---------- The data ----------

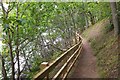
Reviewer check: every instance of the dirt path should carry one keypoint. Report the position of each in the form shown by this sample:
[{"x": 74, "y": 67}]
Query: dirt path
[{"x": 86, "y": 65}]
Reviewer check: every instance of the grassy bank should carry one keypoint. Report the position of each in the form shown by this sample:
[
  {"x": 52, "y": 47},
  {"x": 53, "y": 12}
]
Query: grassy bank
[{"x": 104, "y": 45}]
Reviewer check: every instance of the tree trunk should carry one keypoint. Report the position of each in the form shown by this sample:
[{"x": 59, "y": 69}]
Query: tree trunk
[
  {"x": 115, "y": 18},
  {"x": 3, "y": 68},
  {"x": 11, "y": 56}
]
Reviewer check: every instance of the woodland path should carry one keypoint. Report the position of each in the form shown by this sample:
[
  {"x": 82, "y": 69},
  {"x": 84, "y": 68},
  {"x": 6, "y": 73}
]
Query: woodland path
[{"x": 86, "y": 64}]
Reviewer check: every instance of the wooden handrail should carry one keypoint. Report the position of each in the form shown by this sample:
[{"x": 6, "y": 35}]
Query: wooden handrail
[{"x": 72, "y": 52}]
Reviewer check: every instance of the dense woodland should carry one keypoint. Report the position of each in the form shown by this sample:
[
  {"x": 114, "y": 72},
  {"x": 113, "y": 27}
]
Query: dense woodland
[{"x": 34, "y": 32}]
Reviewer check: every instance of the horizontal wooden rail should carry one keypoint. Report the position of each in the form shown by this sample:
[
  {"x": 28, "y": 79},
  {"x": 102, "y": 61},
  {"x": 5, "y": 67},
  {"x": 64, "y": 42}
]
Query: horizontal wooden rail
[{"x": 69, "y": 57}]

----------

§ **Instruction**: Reproduce the records above line for line, with every character unchanged, and omit the pictures.

§ **Reply to the exercise**:
Reviewer check: every instance of the dirt path should carry one keypoint. Report the position of each in the form shown by this sample:
[{"x": 74, "y": 67}]
Query: dirt path
[{"x": 86, "y": 65}]
Reviewer check: every instance of the grassy bank should carry one keypoint. Report the position of each in the form shown by this sample:
[
  {"x": 52, "y": 47},
  {"x": 53, "y": 12}
]
Query: grassy bank
[{"x": 104, "y": 45}]
Reviewer check: every instance of the tree trunk should carry one keypoint. Report the position of each in the form shown by this sample:
[{"x": 59, "y": 69}]
Query: tree trunk
[
  {"x": 115, "y": 18},
  {"x": 3, "y": 68},
  {"x": 11, "y": 56}
]
Reviewer check: every instance of the woodland path should carry one keypoint. Report the position of each in the form shown by this sample:
[
  {"x": 82, "y": 69},
  {"x": 84, "y": 68},
  {"x": 6, "y": 73}
]
Query: woodland path
[{"x": 86, "y": 64}]
Reviewer check: every instance of the wooden handrail should carry one keypoint. Report the position of each in the form shown by this sample:
[{"x": 6, "y": 35}]
Query: wooden handrail
[{"x": 72, "y": 52}]
Reviewer check: every instance of the dense woodland should carry one keypoint. Report the position of each in the form shown by this sample:
[
  {"x": 114, "y": 72},
  {"x": 113, "y": 27}
]
Query: dense woodland
[{"x": 34, "y": 32}]
Reviewer check: every instance of the horizontal wooden rail should carry one keypoint. Report the position of each in the form shown by this sample:
[
  {"x": 28, "y": 79},
  {"x": 102, "y": 61},
  {"x": 5, "y": 67},
  {"x": 64, "y": 42}
]
Query: horizontal wooden rail
[{"x": 69, "y": 57}]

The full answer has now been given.